[Document extract]:
▶
The earliest pieces on our program are Three Romances, Op. 22, by Clara Schumann, originally composed for violin and piano. In her lifetime, Clara Schumann was best known as a pianist, and her talents as a composer were eclipsed by the renown of her husband, Robert. Composed in 1853, these exquisite pieces exemplify her distinctive musical voice, especially her gift for singing melody, and feature beautiful writing for both instruments.
Lili Boulanger’s life was tragically cut short by illness at age 24, but even by that age, she had become prolific and accomplished. Among other distinctions, she was the first woman to win the Prix de Rome, the highest honor in French music. She composed her Nocturne at age 18. While the melody is simple and graceful, the piece takes harmonic turns that reveal how she had mastered the idioms of Gabriel Fauré, her mentor and a leading figure in French Romanticism. D'un matin de Printemps is her final work, written shortly before her death. The two pieces reveal what a metamorphosis her style had undergone in just six short years: In D’un matin de Printemps, it is evident she has fully absorbed the impressionism of Debussy, and the piece dances through a whirlwind of rich modalities and varied textures.
Our record then skips forward about 80 years, to Kaija Saariaho’s alluring trio Cendres (1998). Influenced in her younger years by the Spectral movement in French music, Saariaho developed a musical language all her own, combining rigourous inquiry into instrumental timbre with a poetic language rich in symbolism and expressive depth. She has written extensively for flute and cello, including a double concerto, ...À la fumée, from 1990. In Cendres, she writes sumptuously for both instruments, with the piano creating a web of texture that binds together the sonorities of all three, resulting in unexpected, often mysterious colors.
◀
[Problems to work on]:
- 1) In the program notes, how old was Lili Boulanger when she composed her Nocturne?
- 2) Update the program notes starting at "Lili Boulanger’s life" and ending at "and varied textures.", putting "Rome Prize" in place of "Prix de Rome".
- 3) Write what comes next in the program notes after their last sentence.
The records have no connection to the program notes.

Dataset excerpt
▶
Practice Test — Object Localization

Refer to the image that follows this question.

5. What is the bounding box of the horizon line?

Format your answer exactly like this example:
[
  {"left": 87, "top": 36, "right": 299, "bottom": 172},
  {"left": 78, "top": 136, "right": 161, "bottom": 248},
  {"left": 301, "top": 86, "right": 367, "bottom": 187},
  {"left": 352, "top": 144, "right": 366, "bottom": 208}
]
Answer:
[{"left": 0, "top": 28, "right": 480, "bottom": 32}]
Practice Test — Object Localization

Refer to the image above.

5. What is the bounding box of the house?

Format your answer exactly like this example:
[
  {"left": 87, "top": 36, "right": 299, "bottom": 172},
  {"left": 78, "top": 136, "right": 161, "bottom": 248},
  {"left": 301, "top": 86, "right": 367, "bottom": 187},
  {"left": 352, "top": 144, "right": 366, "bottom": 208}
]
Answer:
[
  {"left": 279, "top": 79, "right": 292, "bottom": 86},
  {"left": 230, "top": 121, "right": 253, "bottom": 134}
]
◀
▶
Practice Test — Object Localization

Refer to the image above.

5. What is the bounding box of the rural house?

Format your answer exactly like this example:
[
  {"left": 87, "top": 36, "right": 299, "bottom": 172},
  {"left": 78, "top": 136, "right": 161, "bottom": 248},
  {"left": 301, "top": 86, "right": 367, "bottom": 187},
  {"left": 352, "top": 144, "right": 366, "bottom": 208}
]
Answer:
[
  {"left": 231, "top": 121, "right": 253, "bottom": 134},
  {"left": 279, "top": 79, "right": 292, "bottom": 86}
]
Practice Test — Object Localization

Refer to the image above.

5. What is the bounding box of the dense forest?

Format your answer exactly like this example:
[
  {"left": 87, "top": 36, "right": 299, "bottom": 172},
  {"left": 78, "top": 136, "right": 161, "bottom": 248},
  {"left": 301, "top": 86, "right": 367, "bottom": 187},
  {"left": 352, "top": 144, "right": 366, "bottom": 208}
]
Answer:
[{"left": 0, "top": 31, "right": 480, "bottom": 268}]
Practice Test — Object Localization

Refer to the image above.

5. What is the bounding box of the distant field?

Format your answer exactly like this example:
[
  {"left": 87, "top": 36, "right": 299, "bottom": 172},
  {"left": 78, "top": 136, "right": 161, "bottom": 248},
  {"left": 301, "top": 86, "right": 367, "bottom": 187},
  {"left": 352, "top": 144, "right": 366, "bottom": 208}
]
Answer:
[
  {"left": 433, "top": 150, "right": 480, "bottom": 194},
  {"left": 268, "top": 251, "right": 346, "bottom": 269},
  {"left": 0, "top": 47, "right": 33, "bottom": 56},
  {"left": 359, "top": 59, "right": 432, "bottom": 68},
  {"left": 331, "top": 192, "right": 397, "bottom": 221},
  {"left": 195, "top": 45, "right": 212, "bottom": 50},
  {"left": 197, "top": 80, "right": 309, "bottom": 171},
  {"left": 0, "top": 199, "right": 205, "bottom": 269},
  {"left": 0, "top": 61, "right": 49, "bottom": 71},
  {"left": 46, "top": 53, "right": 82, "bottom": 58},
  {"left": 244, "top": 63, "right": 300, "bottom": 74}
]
◀
[Answers to each task]:
- 1) She was 18.

- 2)
Lili Boulanger’s life was tragically cut short by illness at age 24, but even by that age, she had become prolific and accomplished. Among other distinctions, she was the first woman to win the Rome Prize, the highest honor in French music. She composed her Nocturne at age 18. While the melody is simple and graceful, the piece takes harmonic turns that reveal how she had mastered the idioms of Gabriel Fauré, her mentor and a leading figure in French Romanticism. D'un matin de Printemps is her final work, written shortly before her death. The two pieces reveal what a metamorphosis her style had undergone in just six short years: In D’un matin de Printemps, it is evident she has fully absorbed the impressionism of Debussy, and the piece dances through a whirlwind of rich modalities and varied textures.

- 3)
Amy Williams traces the inspiration for First Lines to reading poetry in the library of the Bellagio Center in Italy in 2006. As she read, she “was struck by the ability of a strong poem to instantly pull the reader in, to create a richly developed atmosphere in the very first line. I began to imagine how this same effect could be achieved with music. That set me on the course of writing a series of miniatures, each inspired by a different poem by women poets, all former residents of Bellagio.” Williams masterfully matches music to each line of text (printed later in this booklet). In vignettes, some as short as twenty seconds, she evokes entire worlds of sensation.
In 2007, Cuban-American composer Tania León wrote Alma for flutist Marya Martin. About this work, León writes: “In Spanish, ‘alma’ means soul or spirit; invisible forces, like the wind that caresses the chimes outside my window. The opening and closing of the piece evokes the sound of these chimes. The mood of the middle sections is propelled by the cascading of pitches that at times converge and diverge, a myriad of colors in playful conversation of bouncing gestures.” Alma is characterized by its lively, virtuosic writing for both instruments, which together navigate a kaleidoscopic array of moods.
Shulamit Ran has a preeminent position among composers of her generation, thanks to her impeccably crafted, vividly communicative music. These qualities are radiant in Birds of Paradise, a sonata-length work composed in 2014 which showcases both the lyrical and technical capabilities of the flute. Ran writes, “My work intersperses music that is brilliant and energetic with the wondrous and songful,” creating music in which “shifting motion and brilliant color take center-stage.” The three movements of Birds of Paradise flow toward its propulsive conclusion, in which a torrent of activity in the piano underlies a flute line that dives and pirouettes.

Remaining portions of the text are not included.